Recorded information:

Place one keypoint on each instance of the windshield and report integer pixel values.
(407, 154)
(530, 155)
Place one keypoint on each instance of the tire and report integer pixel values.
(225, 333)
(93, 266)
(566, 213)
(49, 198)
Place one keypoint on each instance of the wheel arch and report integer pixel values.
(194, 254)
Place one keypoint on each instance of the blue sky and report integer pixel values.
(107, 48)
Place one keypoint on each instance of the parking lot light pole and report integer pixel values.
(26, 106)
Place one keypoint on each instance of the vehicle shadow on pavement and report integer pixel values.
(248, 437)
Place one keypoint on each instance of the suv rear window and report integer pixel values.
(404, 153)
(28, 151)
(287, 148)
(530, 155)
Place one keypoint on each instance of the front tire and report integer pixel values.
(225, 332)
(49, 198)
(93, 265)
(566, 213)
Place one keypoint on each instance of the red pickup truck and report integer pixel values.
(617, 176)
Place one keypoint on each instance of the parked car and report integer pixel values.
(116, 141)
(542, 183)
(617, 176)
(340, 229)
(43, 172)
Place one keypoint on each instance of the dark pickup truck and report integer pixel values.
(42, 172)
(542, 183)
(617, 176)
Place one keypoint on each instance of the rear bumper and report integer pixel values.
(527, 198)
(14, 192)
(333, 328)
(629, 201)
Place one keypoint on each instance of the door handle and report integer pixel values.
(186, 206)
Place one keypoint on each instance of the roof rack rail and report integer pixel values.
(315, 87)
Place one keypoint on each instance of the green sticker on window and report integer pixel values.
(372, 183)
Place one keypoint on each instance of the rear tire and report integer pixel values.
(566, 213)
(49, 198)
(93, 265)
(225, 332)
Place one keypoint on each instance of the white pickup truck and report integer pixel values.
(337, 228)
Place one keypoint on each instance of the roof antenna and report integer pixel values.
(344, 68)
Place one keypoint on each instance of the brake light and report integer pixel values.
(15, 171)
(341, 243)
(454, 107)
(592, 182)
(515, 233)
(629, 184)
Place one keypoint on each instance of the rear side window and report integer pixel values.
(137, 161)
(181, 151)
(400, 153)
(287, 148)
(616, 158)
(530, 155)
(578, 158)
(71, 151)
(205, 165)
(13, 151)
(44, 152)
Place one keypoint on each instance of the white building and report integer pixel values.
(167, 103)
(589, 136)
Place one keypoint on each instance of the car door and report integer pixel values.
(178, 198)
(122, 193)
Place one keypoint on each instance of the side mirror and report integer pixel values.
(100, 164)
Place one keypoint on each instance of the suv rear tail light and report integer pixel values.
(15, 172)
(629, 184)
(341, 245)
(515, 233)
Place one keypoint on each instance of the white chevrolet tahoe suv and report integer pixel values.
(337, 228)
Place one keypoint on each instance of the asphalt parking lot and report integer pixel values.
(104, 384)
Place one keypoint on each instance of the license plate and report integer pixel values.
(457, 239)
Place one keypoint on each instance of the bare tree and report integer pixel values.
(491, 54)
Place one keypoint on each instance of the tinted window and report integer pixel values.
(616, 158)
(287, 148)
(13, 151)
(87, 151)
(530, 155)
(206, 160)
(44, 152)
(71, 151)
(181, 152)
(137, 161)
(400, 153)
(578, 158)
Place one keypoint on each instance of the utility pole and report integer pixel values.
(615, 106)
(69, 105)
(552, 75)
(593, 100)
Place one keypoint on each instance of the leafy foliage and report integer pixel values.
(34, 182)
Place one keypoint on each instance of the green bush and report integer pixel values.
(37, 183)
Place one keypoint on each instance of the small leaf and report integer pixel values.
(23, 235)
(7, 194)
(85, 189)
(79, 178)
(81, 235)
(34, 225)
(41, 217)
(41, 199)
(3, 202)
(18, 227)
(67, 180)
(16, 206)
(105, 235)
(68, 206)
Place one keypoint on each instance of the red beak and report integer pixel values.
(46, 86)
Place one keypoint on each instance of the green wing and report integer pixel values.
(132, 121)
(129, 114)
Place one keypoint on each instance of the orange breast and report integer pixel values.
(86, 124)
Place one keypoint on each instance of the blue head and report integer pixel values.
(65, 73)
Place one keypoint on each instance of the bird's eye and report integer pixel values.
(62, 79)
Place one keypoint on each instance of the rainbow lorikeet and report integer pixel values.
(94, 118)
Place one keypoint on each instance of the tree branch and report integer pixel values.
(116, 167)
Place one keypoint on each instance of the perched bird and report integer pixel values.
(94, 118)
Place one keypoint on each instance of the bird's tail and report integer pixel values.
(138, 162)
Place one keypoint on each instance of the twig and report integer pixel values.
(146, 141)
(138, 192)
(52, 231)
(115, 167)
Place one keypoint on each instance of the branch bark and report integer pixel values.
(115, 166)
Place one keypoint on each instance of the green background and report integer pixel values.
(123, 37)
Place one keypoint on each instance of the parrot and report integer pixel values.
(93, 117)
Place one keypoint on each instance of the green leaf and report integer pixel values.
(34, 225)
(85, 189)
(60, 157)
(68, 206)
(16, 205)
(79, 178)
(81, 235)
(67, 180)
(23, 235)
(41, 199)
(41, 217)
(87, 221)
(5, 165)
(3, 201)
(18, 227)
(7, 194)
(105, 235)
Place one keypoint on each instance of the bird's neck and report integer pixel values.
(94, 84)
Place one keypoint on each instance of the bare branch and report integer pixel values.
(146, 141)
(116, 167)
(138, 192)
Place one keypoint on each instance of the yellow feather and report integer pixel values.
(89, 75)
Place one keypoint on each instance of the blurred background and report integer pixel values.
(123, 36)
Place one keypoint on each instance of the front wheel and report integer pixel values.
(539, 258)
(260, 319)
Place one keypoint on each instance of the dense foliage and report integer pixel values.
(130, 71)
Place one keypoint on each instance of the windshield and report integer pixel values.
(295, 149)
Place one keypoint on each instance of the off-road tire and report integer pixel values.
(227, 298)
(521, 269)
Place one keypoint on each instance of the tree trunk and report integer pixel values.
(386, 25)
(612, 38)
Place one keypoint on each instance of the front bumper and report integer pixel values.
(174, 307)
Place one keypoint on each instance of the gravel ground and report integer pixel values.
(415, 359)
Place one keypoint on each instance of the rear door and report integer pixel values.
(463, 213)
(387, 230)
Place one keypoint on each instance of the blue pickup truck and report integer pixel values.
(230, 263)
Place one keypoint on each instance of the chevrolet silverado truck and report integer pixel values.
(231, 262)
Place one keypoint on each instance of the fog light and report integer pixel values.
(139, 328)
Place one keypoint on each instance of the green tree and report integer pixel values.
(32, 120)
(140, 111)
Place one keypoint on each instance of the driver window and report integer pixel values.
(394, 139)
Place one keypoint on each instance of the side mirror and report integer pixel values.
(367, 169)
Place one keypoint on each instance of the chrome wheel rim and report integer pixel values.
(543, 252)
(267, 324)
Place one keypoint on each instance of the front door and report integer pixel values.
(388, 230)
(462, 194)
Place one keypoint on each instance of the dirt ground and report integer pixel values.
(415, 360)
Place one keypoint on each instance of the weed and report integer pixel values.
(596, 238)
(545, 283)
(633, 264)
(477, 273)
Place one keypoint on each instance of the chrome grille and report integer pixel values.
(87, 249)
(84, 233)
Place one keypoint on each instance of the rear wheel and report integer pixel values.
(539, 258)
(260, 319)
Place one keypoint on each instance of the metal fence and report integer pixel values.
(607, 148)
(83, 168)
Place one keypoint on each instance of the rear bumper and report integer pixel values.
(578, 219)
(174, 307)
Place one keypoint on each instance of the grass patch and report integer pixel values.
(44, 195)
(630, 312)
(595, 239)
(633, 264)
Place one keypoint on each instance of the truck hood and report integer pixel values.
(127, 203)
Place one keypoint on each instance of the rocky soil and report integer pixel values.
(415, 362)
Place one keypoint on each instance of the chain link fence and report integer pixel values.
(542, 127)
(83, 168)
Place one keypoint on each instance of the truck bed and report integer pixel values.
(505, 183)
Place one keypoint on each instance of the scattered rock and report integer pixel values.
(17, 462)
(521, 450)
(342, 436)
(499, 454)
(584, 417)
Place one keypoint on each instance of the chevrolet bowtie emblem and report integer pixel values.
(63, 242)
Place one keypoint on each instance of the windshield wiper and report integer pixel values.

Given instruction: Restate word for word the lines from the one holding "Place one keypoint on each instance of the grass" to the end of the listing, both ends included, and nothing more.

Task solution:
Place one keypoint on each instance of the grass patch and report integer pixel values.
(44, 195)
(630, 312)
(595, 239)
(633, 264)
Place one keypoint on each instance of the truck hood and report integer pixel values.
(127, 203)
Place one keypoint on each instance of the rocky soil and report integer pixel values.
(415, 362)
Place one keypoint on each instance of the chain link fence and report integer pixel values.
(542, 127)
(83, 168)
Place one keypoint on each instance of the truck bed and report integer pixel values.
(505, 183)
Place one keypoint on each instance of the scattered rock and report integer pixel values.
(17, 462)
(521, 450)
(342, 436)
(499, 454)
(584, 417)
Place one keypoint on each instance of the chevrolet bowtie emblem and report integer pixel values.
(63, 242)
Place one keypoint on each instance of the windshield wiper and report integer pixel values.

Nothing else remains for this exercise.